▶ Task directions:
Copy each of the following rows word for word, changing nothing.

++++++++++

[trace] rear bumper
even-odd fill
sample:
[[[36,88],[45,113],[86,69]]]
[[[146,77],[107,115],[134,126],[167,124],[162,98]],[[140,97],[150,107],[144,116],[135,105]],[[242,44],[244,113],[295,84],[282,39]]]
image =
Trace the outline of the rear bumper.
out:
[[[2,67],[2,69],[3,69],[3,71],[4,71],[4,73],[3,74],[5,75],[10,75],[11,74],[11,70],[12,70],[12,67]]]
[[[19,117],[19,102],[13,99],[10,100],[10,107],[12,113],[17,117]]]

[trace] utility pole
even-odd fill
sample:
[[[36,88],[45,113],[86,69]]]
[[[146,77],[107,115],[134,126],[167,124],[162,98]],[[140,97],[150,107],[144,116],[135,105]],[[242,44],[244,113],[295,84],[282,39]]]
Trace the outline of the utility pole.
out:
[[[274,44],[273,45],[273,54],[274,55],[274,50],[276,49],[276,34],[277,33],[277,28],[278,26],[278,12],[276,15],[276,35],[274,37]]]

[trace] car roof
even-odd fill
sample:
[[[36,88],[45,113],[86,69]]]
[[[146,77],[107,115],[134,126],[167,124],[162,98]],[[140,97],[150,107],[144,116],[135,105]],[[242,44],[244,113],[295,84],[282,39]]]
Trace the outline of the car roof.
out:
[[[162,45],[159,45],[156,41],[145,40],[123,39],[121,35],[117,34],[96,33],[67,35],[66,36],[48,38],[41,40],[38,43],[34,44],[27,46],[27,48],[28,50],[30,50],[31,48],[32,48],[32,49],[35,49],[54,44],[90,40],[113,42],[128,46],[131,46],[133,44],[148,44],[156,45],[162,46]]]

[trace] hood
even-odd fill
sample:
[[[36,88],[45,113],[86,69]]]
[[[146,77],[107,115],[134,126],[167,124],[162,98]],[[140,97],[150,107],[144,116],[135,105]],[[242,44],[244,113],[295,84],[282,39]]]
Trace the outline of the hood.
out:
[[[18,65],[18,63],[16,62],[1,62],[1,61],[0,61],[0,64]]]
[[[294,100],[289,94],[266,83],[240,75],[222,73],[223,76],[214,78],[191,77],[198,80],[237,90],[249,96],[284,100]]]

++++++++++

▶ Exercise answer:
[trace] rear bumper
even-odd fill
sample:
[[[36,88],[45,113],[86,69]]]
[[[146,77],[107,115],[134,126],[167,124],[162,98]],[[140,97],[150,107],[144,116],[135,105]],[[242,44],[244,113],[295,84],[282,39]]]
image =
Trace the outline of the rear bumper.
out:
[[[2,67],[2,69],[3,69],[3,71],[4,71],[4,73],[3,74],[5,75],[10,75],[11,74],[11,70],[12,70],[12,67]]]
[[[19,117],[19,102],[13,99],[10,100],[10,107],[12,113],[17,117]]]

[trace] utility pole
even-odd fill
sample:
[[[36,88],[45,113],[86,69]]]
[[[146,77],[107,115],[134,126],[167,124],[162,98]],[[140,97],[150,107],[144,116],[135,105]],[[242,44],[244,113],[295,84],[282,39]]]
Trace the outline of the utility pole.
out:
[[[274,44],[273,45],[273,54],[274,55],[274,50],[276,49],[276,34],[277,33],[277,28],[278,26],[278,12],[276,15],[276,35],[274,37]]]

[trace] car roof
even-odd fill
sample:
[[[36,88],[45,113],[86,69]]]
[[[146,77],[107,115],[134,126],[167,124],[162,98]],[[140,97],[150,107],[144,116],[135,105]],[[242,44],[244,113],[295,84],[282,39]]]
Trace the outline of the car roof.
out:
[[[162,45],[159,45],[156,41],[145,40],[123,39],[121,35],[117,34],[96,33],[67,35],[66,36],[48,38],[41,40],[38,43],[34,44],[27,46],[27,48],[28,50],[30,50],[31,48],[32,48],[32,49],[35,49],[54,44],[90,40],[113,42],[128,46],[131,46],[133,44],[148,44],[156,45],[162,46]]]

[trace] hood
even-odd fill
sample:
[[[36,88],[45,113],[86,69]]]
[[[146,77],[107,115],[134,126],[167,124],[162,98]],[[140,97],[150,107],[144,116],[135,105]],[[242,44],[244,113],[295,84],[282,39]]]
Trace the outline of the hood.
out:
[[[18,65],[18,63],[16,62],[1,62],[1,61],[0,61],[0,64]]]
[[[294,100],[289,94],[266,83],[240,75],[222,73],[223,76],[214,78],[191,77],[198,80],[237,90],[249,96],[284,100]]]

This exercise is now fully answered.